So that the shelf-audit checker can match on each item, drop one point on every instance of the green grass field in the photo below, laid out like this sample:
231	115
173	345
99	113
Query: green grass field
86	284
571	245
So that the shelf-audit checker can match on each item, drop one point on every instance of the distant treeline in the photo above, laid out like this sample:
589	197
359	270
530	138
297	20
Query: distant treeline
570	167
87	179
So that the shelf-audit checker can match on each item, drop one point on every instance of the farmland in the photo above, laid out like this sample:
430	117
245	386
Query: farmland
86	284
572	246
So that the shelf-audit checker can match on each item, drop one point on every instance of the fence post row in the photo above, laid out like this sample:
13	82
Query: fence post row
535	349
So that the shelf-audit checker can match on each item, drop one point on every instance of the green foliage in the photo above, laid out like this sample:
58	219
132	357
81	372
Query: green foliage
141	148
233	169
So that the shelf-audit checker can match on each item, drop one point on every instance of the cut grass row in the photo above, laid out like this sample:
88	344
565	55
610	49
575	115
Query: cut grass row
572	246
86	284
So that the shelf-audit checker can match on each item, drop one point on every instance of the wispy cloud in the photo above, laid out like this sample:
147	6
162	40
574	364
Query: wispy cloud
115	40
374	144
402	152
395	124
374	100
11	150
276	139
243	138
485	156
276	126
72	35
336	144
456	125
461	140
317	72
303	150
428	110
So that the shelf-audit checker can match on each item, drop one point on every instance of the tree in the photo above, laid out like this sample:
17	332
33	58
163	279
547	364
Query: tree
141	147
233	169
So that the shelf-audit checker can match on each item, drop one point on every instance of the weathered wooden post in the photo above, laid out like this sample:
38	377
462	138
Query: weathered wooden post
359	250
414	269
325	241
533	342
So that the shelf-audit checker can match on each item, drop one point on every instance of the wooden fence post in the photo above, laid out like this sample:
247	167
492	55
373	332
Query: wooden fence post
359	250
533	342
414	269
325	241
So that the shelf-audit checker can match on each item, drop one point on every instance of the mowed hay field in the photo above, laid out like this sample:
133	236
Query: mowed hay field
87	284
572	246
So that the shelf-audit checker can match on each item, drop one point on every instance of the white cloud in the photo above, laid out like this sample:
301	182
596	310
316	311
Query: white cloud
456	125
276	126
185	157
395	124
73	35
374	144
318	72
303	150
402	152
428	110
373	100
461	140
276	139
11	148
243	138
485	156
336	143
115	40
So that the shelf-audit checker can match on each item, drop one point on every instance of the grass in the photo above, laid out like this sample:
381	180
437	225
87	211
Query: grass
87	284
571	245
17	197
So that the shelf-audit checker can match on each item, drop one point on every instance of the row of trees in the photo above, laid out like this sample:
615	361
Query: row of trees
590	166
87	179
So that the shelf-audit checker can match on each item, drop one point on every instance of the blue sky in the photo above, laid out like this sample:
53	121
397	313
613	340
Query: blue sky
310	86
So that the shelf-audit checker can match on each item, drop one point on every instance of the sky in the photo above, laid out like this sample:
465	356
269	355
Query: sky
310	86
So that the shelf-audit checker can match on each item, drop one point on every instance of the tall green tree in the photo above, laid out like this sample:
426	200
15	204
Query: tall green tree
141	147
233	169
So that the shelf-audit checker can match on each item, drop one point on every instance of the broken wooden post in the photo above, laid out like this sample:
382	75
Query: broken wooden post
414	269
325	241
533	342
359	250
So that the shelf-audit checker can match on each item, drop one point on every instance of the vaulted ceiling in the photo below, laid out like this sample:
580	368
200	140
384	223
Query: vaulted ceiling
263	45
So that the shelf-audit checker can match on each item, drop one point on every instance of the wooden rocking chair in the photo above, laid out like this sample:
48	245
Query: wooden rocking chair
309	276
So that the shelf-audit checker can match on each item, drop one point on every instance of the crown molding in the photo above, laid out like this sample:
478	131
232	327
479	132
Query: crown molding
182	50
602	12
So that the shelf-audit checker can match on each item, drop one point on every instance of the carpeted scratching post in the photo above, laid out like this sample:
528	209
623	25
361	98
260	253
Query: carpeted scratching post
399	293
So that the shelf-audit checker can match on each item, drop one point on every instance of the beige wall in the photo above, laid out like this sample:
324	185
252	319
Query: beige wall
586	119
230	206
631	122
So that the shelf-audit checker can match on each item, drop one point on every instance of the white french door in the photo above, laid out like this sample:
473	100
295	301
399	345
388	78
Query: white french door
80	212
──────
▸ **Problem description**
Write out all of the records above, character for character, with nothing changed.

▸ **Result of this task**
So that the shelf-audit checker can match on each item, drop one point on every instance of the green grass field in the photo below, laid out like this sample:
231	115
173	345
99	113
Query: green grass field
86	284
571	245
So that the shelf-audit checker can match on each item, drop one point on every instance of the distant treeline in the photo above, laid out like this sample:
589	197
359	270
530	138
297	20
Query: distant treeline
570	167
87	179
So that the shelf-audit checker can match on each item, drop one point on every instance of the farmland in the photo above, laid out like this sample:
430	117
245	386
Query: farmland
86	284
572	246
So that the shelf-audit checker can match on each item, drop one point on every instance of the fence post row in the photo above, laid out like this sample:
13	82
Query: fence post row
535	349
So that the shelf-audit checker can match on each item, drop one point on every instance of the green foliage in the photo above, laid out like this sample:
58	219
132	357
81	372
Query: green foliage
141	148
233	169
So that the shelf-audit checker can match on each item, drop one point on every instance of the cut grass row in the photo above, laid out like this sample:
88	344
565	55
610	49
575	115
Query: cut grass row
572	246
86	284
So that the shelf-audit checker can match on each item, drop one point on every instance of the wispy cloud in the photo above, laid out like this sample:
147	6
162	40
574	364
Query: wispy cloud
115	40
374	144
402	152
395	124
374	100
11	150
276	139
243	138
485	156
276	126
72	35
336	144
456	125
461	140
317	72
303	150
428	110
So that the shelf-audit checker can match on each item, drop one point on every instance of the tree in the photo above, laid out like this sample:
17	332
33	58
163	279
547	364
Query: tree
141	147
233	169
So that the shelf-audit checker can match on each item, drop one point on every instance of the weathered wooden post in the photo above, laid out like this sample:
38	377
462	138
Query: weathered wooden post
359	250
414	269
325	241
533	342
So that the shelf-audit checker can match on each item, drop one point on every instance of the wooden fence post in the photo above, laid out like this sample:
247	167
492	55
373	332
Query: wooden fence post
359	250
533	342
414	269
325	241
So that the shelf-audit checker can match on each item, drop one point on every instance of the mowed hay field in the photo above, laid out like this sample:
133	236
Query: mowed hay field
87	284
572	246
So that the shelf-audit checker can match on each item, drop one point on every instance of the white cloud in the photo above, laid out like this sample:
301	182
596	310
316	311
Query: white cloud
456	125
276	126
185	157
395	124
73	35
374	144
318	72
303	150
402	152
428	110
373	100
461	140
276	139
11	148
243	138
485	156
336	143
115	40
So that the shelf-audit checker can match on each item, drop one point on every instance of the grass in the photo above, laid out like this sample:
381	180
437	225
87	211
Query: grass
87	284
571	245
17	197
So that the shelf-audit checker can match on each item, drop one point on every instance of the row of trees in the photo above, laid out like this sample:
615	361
Query: row of trees
590	166
87	179
So that the shelf-audit checker can match on each item, drop one point on every instance of the blue sky in the photo above, laid out like this sample:
53	121
397	313
613	340
Query: blue sky
310	86
So that the shelf-audit checker can match on each item, drop one point on every instance of the sky in the photo above, laid out like this sample:
465	356
269	355
Query: sky
310	86
So that the shelf-audit checker can match on each item, drop one point on every instance of the tall green tree in the photo above, laid out like this sample:
426	200
15	204
Query: tall green tree
141	147
233	169
So that the shelf-audit checker can match on each item, drop one point on every instance of the broken wooden post in the photo above, laid out like this sample:
382	75
Query: broken wooden post
414	269
325	241
533	342
359	250
So that the shelf-audit checker can match on each item, drop one point on every instance of the vaulted ceiling in the photo below, laid out like this sample:
580	368
200	140
384	223
Query: vaulted ceiling
263	45
So that the shelf-audit checker can match on each item, drop one point on every instance of the wooden rocking chair in the photo above, laid out like this sample:
48	245
Query: wooden rocking chair
309	276
So that the shelf-audit checker can match on each item, drop one point on every instance of the crown molding in the photo above, laid out like this sample:
478	131
232	327
479	132
Query: crown molding
182	50
602	12
So that the shelf-audit checker can match on each item, drop one point on every instance of the carpeted scratching post in the photo above, laid out like this sample:
528	209
623	25
361	98
260	253
Query: carpeted scratching post
399	293
So that the shelf-audit checker can match on each item, drop one point on every instance of the beige wall in the photo above, laid out like this sample:
324	185
252	319
Query: beige wall
586	119
230	206
631	122
So that the shelf-audit checker can match on each item, drop one point on every instance of the white french door in the photo above, laid out like this sample:
473	100
295	301
399	345
388	78
Query: white french door
80	212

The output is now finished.